- _Stored records_
---

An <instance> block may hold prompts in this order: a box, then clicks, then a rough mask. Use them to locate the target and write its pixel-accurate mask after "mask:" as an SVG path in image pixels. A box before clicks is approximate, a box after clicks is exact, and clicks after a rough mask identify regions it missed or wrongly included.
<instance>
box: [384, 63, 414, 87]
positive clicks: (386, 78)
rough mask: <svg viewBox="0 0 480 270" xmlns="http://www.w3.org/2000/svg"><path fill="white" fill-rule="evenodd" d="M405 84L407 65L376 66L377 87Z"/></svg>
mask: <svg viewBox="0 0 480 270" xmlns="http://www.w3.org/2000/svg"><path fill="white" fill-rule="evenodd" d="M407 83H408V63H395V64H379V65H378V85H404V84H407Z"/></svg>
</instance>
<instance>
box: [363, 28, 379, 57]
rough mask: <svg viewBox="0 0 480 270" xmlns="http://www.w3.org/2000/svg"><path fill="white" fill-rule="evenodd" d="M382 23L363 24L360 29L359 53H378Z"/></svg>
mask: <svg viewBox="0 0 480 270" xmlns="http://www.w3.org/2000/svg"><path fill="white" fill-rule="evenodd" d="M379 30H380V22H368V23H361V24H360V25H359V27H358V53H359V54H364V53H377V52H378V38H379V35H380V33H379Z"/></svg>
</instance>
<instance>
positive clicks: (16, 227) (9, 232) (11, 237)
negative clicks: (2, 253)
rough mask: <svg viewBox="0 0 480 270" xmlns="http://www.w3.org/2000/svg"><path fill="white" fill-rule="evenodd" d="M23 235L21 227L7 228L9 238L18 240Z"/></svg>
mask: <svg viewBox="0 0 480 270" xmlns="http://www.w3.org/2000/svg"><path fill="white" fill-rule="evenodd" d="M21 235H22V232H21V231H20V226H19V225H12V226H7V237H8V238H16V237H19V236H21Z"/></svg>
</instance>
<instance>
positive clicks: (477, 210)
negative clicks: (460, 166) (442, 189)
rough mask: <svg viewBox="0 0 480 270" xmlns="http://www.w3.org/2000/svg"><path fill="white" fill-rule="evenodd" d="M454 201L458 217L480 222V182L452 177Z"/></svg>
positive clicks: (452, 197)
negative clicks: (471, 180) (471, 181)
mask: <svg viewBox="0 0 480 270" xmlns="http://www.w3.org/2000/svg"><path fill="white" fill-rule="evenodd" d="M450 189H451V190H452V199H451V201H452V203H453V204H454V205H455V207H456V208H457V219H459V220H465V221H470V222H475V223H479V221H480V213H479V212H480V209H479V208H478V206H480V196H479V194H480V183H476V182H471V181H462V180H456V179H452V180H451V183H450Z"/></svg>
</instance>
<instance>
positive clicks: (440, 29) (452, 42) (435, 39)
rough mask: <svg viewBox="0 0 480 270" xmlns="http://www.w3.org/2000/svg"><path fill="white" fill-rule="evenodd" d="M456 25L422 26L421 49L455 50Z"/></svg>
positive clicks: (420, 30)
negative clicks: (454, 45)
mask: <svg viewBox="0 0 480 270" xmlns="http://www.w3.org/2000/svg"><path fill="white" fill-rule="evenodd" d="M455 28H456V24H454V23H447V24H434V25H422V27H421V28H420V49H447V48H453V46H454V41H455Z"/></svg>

---

Using the records above, set down exactly the lines from the one with "positive clicks: (386, 78)" through the one with "positive clicks: (440, 29)", inclusive, and nothing more.

- _Written solution_
positive clicks: (386, 78)
rough mask: <svg viewBox="0 0 480 270" xmlns="http://www.w3.org/2000/svg"><path fill="white" fill-rule="evenodd" d="M405 84L407 65L376 66L377 87Z"/></svg>
mask: <svg viewBox="0 0 480 270" xmlns="http://www.w3.org/2000/svg"><path fill="white" fill-rule="evenodd" d="M407 83H408V63H395V64H379V65H378V85H404V84H407Z"/></svg>
</instance>
<instance>
box: [363, 28, 379, 57]
rough mask: <svg viewBox="0 0 480 270" xmlns="http://www.w3.org/2000/svg"><path fill="white" fill-rule="evenodd" d="M382 23L363 24L360 29L359 53H378Z"/></svg>
mask: <svg viewBox="0 0 480 270" xmlns="http://www.w3.org/2000/svg"><path fill="white" fill-rule="evenodd" d="M379 30H380V22H368V23H361V24H360V25H359V27H358V53H359V54H364V53H377V52H378V38H379V35H380V33H379Z"/></svg>
</instance>
<instance>
positive clicks: (16, 227) (9, 232) (11, 237)
negative clicks: (2, 253)
rough mask: <svg viewBox="0 0 480 270" xmlns="http://www.w3.org/2000/svg"><path fill="white" fill-rule="evenodd" d="M23 235L21 227L7 228L9 238L18 240Z"/></svg>
mask: <svg viewBox="0 0 480 270" xmlns="http://www.w3.org/2000/svg"><path fill="white" fill-rule="evenodd" d="M21 235H22V232H21V231H20V226H19V225H12V226H7V237H8V238H16V237H19V236H21Z"/></svg>
</instance>
<instance>
positive clicks: (477, 210)
negative clicks: (460, 166) (442, 189)
rough mask: <svg viewBox="0 0 480 270" xmlns="http://www.w3.org/2000/svg"><path fill="white" fill-rule="evenodd" d="M454 201L458 217L480 222V182L452 177Z"/></svg>
positive clicks: (452, 197)
negative clicks: (471, 180) (471, 181)
mask: <svg viewBox="0 0 480 270" xmlns="http://www.w3.org/2000/svg"><path fill="white" fill-rule="evenodd" d="M450 189H451V190H452V199H451V201H452V203H453V204H454V205H455V207H456V208H457V219H459V220H465V221H470V222H475V223H479V221H480V213H479V212H480V209H479V208H478V206H480V196H479V194H480V183H476V182H471V181H462V180H456V179H452V180H451V183H450Z"/></svg>
</instance>
<instance>
positive clicks: (440, 29) (452, 42) (435, 39)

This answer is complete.